Direction - Could you write out all the records below again, swapping "one dot" for "a single dot" and changing nothing else? Leave the pictures out.
━━━━━━
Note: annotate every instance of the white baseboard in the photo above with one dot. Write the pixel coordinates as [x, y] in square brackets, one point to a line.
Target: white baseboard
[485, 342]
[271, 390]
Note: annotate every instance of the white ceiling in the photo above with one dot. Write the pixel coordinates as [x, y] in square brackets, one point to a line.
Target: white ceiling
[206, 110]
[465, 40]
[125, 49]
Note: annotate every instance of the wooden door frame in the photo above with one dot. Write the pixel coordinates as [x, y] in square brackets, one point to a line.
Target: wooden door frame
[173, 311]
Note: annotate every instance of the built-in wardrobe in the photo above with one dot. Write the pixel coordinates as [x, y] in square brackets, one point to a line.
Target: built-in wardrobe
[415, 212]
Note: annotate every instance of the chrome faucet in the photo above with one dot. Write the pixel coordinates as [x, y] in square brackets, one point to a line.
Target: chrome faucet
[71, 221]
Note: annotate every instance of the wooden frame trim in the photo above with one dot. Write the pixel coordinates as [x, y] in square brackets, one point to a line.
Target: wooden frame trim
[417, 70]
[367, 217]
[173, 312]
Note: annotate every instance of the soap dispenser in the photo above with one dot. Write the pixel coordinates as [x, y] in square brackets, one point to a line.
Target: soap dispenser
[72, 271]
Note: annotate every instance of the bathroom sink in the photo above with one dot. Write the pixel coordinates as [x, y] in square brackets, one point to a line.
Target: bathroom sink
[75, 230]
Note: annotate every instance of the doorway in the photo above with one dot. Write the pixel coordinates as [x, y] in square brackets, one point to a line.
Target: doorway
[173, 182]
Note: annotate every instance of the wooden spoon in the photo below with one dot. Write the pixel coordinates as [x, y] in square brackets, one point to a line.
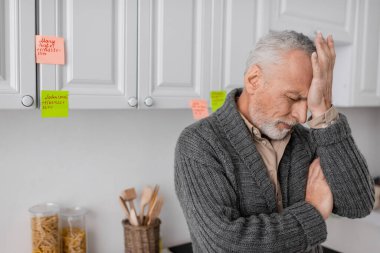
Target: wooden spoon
[155, 212]
[153, 198]
[129, 195]
[146, 195]
[124, 206]
[133, 218]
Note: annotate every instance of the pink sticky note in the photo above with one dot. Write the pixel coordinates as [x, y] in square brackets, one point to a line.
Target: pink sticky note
[50, 49]
[199, 107]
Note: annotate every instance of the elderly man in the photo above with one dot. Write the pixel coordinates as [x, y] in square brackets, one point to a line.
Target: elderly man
[251, 178]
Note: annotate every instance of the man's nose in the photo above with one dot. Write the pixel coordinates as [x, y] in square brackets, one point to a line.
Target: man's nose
[299, 111]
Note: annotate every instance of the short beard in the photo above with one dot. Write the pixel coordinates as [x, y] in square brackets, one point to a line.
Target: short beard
[269, 127]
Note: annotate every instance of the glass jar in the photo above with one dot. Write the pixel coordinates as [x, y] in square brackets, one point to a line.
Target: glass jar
[74, 230]
[45, 228]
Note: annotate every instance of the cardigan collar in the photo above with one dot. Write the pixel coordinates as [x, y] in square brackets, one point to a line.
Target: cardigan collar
[237, 132]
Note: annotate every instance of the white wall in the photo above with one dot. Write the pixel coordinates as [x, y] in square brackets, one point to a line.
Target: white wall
[88, 158]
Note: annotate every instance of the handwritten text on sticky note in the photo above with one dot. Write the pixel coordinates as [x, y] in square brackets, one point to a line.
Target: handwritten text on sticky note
[199, 107]
[54, 104]
[50, 50]
[217, 99]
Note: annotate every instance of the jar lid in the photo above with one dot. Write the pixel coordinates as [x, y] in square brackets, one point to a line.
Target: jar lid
[44, 209]
[74, 211]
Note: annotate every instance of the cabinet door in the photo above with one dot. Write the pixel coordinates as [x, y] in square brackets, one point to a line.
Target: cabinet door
[308, 16]
[366, 90]
[174, 52]
[101, 51]
[17, 61]
[237, 26]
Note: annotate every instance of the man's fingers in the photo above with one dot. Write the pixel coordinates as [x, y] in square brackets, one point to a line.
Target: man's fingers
[315, 65]
[330, 43]
[323, 50]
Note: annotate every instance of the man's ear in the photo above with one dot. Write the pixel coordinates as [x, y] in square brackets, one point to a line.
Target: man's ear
[252, 79]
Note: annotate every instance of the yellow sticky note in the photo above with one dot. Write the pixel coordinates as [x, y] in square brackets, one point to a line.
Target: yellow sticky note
[217, 99]
[50, 49]
[199, 107]
[54, 104]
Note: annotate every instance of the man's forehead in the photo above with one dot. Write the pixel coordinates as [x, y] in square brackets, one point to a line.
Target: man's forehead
[296, 93]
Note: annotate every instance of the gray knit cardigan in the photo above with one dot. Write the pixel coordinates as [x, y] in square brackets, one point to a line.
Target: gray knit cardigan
[229, 201]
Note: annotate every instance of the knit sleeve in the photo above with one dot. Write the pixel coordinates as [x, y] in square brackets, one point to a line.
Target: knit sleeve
[210, 205]
[345, 169]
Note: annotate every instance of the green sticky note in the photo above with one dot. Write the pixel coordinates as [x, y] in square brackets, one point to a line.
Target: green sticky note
[54, 104]
[217, 99]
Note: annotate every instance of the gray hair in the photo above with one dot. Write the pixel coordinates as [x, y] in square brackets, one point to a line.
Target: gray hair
━━━━━━
Result -
Note: annotate every instance of the white baseboard in the photo above with a single dot. Write the pixel coordinates as [x, y] in square brackets, one point to a line.
Target: white baseboard
[485, 342]
[271, 390]
Note: annotate every instance of the white ceiling in the photo above with a single dot. Write the pixel coordinates as [x, y] in square brackets, one point to a line.
Target: white ceiling
[206, 110]
[465, 40]
[125, 49]
Note: annotate every instance of the wooden door frame in the photo above with a single dot. Write the pixel coordinates as [x, y] in square brackets, one point to a line.
Target: wooden door frame
[173, 311]
Note: annotate every instance of the built-in wardrobe in the photo above with a single dot. Write the pixel coordinates as [x, y] in square brackets, one point to a line.
Target: built-in wardrobe
[415, 212]
Note: annotate every instance of the chrome faucet in the photo above with a single dot. Write the pixel coordinates as [x, y] in square brackets, one point to a line.
Target: chrome faucet
[71, 221]
Note: annotate every instance of the wooden frame trim in the photo above with a single dot. Write the pixel coordinates as [x, y] in square brackets, one point to a line.
Target: wooden frame trim
[417, 70]
[367, 217]
[173, 312]
Note: annotate every instance of the soap dispenser in the photo above with a single dot. Write the pixel coordinates as [x, y] in square brackets, one point to a line.
Target: soap dispenser
[72, 271]
Note: annotate every instance of the bathroom sink in the photo above with a single dot. Write the pixel coordinates as [x, y] in square brackets, one point to a line.
Target: bathroom sink
[75, 230]
Note: annotate every instance of the doorway in the photo above with a single dot. Write the pixel coordinates as [x, y] in square brackets, one point to a line.
Target: doorway
[173, 182]
Note: annotate every instance of the wooden spoon in the photo below with a single dot. Write the pixel coordinates as [x, y] in square brackets, one point to a line.
Target: wooden spoon
[155, 212]
[153, 198]
[129, 195]
[146, 195]
[124, 206]
[133, 218]
Note: annotate every instance of the pink sticky note in the photo above with a single dot. Write the pixel coordinates as [x, y] in square brackets, one point to a line.
Target: pink sticky note
[50, 49]
[199, 107]
Note: annotate every instance of the elderly man in the photo above with a single dot. Write the pixel coordinates as [x, y] in square brackets, one point to a line.
Target: elderly man
[251, 178]
Note: annotate every instance of the man's nose in the photo above with a single dot. Write the pixel coordinates as [x, y] in square brackets, one point to a line.
Target: man's nose
[299, 111]
Note: annotate every instance of the short beard in the photo above with a single dot. Write the pixel coordinates as [x, y] in square brackets, one point to a line.
Target: short beard
[269, 127]
Note: annotate every instance of the glass jar in the photo above with a single dot. Write the pixel coordinates as [x, y] in square brackets, one point to a line.
Target: glass jar
[74, 230]
[45, 228]
Note: annotate every instance of the cardigan collar in the photo above with a single dot. Write the pixel coordinates as [x, y] in square brackets, one point to a line.
Target: cardigan collar
[237, 132]
Note: annotate every instance of the white wall in the photo above with a single dot. Write the pixel coordinates as [x, y] in square brackets, one point to a line.
Target: white wall
[88, 158]
Note: annotate every instance of the handwritten text on sticky note in the photo above with a single dot. Write the pixel coordinates as [x, y] in square brackets, one point to a line.
Target: handwritten text on sticky note
[199, 107]
[54, 104]
[50, 50]
[217, 99]
Note: annotate every instance of the jar lid in the photo above with a single dot. Write the pixel coordinates as [x, y] in square brackets, one point to a line.
Target: jar lid
[44, 209]
[74, 211]
Note: annotate every instance of the cabinet door in the photo above with a single dot. Write the pixel coordinates as [x, y] in square brackets, one point to a line.
Target: cabinet door
[308, 16]
[366, 90]
[174, 52]
[101, 51]
[17, 61]
[237, 26]
Note: annotate every instance of the man's fingers in the photo above with a single dot. Write the pixel coordinates as [x, y] in square brackets, one point to a line.
Target: man's fingers
[315, 65]
[330, 43]
[323, 50]
Note: annotate every instance of the man's ear in the photo above with a single dot. Write the pixel coordinates as [x, y] in square brackets, one point to a line.
Target: man's ear
[252, 79]
Note: annotate every instance of the yellow sticky note in the photo above with a single dot. Write the pixel coordinates as [x, y] in square brackets, one point to a line.
Target: yellow sticky note
[217, 99]
[50, 49]
[199, 107]
[54, 104]
Note: annotate every instance of the man's forehead in the photo above with a single dot. Write the pixel coordinates as [x, y] in square brackets, one point to a line.
Target: man's forehead
[296, 93]
Note: annotate every instance of the gray knit cardigan in the photo above with a single dot. Write the pixel coordinates as [x, y] in square brackets, one point to a line.
Target: gray knit cardigan
[229, 201]
Note: annotate every instance of the knit sleeve in the photo above with a single dot. Write the pixel coordinates as [x, y] in square brackets, one point to a line.
Target: knit sleeve
[210, 205]
[345, 169]
Note: annotate every instance of the green sticky note in the photo above with a single dot. Write the pixel coordinates as [x, y] in square brackets, one point to a line.
Target: green sticky note
[54, 104]
[217, 99]
Note: annotate every instance of the gray hair in the photo above with a single dot. Write the pixel coordinates as [x, y] in square brackets, one point to a line.
Target: gray hair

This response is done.